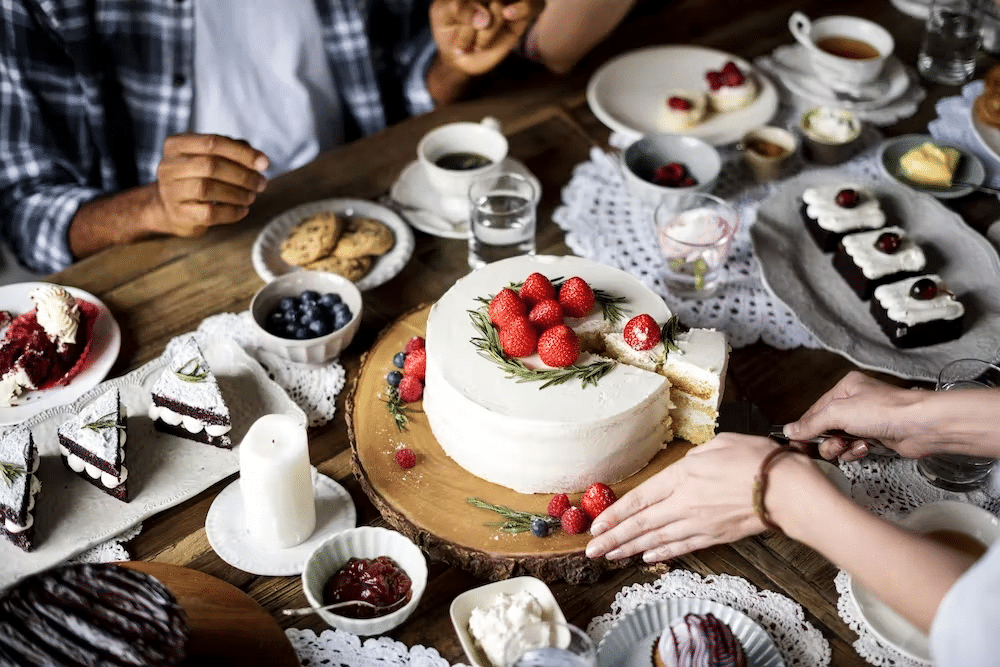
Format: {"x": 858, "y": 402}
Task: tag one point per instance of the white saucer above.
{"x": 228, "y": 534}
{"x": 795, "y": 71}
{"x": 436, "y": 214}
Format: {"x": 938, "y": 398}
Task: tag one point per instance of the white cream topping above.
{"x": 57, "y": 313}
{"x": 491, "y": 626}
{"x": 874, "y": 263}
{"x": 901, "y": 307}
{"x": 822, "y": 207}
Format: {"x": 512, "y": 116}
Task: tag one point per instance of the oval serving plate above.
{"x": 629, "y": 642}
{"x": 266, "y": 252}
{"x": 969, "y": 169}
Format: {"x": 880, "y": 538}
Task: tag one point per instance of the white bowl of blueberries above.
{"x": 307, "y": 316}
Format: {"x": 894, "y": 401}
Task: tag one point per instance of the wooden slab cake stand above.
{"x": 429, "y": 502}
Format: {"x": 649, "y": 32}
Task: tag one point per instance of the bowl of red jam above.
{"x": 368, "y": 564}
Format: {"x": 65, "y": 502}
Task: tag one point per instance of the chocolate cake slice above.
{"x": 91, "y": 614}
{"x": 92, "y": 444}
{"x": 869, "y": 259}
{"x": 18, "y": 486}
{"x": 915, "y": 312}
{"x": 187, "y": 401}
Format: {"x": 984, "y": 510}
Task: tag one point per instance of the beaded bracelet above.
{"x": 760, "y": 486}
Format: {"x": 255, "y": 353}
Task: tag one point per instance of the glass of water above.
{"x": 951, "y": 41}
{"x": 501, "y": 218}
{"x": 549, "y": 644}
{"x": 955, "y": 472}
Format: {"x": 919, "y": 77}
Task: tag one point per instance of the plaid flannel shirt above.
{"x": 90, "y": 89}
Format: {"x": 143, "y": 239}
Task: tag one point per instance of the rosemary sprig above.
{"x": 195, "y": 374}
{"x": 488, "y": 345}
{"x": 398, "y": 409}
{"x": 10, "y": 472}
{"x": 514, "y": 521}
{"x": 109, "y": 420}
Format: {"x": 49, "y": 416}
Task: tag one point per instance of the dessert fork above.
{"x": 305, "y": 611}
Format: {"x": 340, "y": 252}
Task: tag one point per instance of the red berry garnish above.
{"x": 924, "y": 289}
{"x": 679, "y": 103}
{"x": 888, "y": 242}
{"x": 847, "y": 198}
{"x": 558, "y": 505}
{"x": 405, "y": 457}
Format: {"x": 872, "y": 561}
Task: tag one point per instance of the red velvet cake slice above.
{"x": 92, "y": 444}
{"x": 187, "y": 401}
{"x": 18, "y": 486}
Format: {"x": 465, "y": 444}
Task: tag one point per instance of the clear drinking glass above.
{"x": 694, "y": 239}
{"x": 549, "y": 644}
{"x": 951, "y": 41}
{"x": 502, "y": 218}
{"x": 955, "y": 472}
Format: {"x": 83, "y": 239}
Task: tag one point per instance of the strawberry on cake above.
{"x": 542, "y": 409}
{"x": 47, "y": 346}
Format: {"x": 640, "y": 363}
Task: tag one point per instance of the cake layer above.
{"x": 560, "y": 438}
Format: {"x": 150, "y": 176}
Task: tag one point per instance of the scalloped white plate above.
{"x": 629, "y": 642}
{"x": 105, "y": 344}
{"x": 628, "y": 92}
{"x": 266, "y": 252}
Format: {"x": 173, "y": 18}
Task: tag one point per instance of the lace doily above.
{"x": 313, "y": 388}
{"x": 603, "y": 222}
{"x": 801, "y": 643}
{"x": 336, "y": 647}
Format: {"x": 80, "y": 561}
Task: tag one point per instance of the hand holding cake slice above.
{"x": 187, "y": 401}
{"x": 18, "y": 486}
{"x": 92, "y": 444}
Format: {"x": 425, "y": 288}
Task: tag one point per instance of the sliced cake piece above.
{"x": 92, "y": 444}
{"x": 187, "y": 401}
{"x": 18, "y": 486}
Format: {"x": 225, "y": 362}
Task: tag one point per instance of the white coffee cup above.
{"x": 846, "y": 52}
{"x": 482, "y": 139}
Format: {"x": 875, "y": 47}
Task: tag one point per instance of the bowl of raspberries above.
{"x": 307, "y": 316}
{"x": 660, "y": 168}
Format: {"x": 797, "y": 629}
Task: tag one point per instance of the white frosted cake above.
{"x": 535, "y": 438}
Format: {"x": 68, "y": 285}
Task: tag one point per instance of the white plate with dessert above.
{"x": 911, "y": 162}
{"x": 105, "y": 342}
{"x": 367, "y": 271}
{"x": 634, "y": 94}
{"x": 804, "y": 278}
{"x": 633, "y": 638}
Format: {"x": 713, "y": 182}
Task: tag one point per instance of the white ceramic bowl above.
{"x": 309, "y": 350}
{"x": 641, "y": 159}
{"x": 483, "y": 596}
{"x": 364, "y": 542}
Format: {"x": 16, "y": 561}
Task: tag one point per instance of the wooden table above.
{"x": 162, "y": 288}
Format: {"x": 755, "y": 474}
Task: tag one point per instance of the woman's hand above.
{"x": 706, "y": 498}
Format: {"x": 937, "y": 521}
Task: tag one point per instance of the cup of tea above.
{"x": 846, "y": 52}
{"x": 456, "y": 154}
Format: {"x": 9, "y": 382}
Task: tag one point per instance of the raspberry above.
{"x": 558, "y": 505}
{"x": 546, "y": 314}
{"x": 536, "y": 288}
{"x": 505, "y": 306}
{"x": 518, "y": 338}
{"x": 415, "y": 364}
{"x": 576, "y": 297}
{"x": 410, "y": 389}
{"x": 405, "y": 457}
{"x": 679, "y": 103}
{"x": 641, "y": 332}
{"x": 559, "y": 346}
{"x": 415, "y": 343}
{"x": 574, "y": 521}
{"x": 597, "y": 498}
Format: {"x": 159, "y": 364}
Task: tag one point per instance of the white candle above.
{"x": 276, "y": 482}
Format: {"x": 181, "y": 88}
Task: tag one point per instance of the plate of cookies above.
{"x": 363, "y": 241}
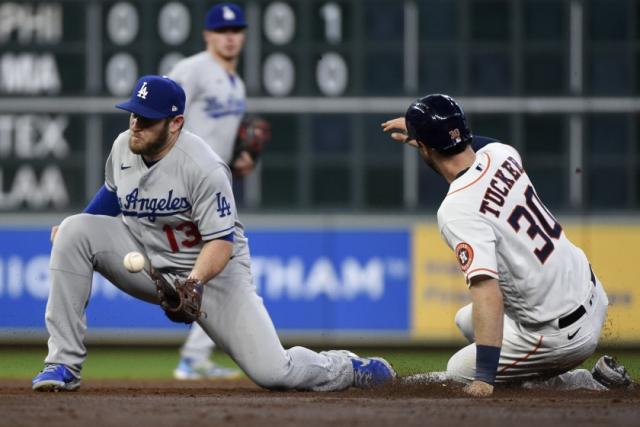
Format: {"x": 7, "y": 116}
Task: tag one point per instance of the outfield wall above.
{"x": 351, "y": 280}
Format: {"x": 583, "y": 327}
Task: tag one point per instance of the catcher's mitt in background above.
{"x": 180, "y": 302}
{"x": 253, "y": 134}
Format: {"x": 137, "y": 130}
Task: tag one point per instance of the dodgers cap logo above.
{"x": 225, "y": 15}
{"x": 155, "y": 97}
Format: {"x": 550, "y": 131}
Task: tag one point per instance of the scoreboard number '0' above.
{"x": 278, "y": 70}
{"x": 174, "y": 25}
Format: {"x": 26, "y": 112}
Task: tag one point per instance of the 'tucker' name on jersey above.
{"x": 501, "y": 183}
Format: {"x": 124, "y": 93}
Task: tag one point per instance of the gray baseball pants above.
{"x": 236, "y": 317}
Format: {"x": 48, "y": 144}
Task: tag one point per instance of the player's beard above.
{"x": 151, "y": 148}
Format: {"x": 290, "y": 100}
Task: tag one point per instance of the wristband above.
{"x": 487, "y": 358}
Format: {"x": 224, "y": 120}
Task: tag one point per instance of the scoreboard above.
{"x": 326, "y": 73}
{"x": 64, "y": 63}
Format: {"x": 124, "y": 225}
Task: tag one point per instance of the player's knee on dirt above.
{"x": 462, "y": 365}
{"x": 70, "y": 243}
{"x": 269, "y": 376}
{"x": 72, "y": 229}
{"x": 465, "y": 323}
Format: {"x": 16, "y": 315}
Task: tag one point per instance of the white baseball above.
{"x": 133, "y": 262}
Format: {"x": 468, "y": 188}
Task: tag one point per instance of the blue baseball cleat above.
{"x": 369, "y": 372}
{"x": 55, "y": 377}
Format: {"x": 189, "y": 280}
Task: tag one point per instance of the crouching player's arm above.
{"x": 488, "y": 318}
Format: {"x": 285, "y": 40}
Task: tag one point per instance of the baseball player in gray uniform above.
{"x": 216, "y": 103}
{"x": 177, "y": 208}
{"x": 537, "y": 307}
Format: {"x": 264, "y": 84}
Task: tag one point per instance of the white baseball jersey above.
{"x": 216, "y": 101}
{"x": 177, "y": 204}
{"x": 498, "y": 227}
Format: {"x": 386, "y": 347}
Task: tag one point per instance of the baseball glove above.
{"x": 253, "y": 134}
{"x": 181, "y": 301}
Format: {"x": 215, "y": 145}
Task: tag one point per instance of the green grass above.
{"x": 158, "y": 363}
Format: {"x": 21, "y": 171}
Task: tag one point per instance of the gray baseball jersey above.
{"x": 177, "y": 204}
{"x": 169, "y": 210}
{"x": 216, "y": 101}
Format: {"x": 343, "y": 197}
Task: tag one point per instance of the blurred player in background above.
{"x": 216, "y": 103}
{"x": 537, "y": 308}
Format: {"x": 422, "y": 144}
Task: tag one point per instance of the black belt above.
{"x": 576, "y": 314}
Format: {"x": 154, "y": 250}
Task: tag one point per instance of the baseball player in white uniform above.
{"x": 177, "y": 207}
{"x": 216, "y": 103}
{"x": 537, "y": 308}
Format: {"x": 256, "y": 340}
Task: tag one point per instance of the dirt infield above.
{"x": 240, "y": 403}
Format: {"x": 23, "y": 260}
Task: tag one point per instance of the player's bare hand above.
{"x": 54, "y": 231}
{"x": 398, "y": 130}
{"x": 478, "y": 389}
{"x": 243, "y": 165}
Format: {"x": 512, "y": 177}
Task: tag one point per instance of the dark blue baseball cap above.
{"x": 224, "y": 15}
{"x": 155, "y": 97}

## PROBLEM DETAILS
Copy, with no alteration, the line that contains "Task: tag one point per instance of the dark" and each remaining line of the listing above.

## ANSWER BELOW
Task: tag one point per instance of the dark blue baseball cap above.
{"x": 224, "y": 15}
{"x": 155, "y": 97}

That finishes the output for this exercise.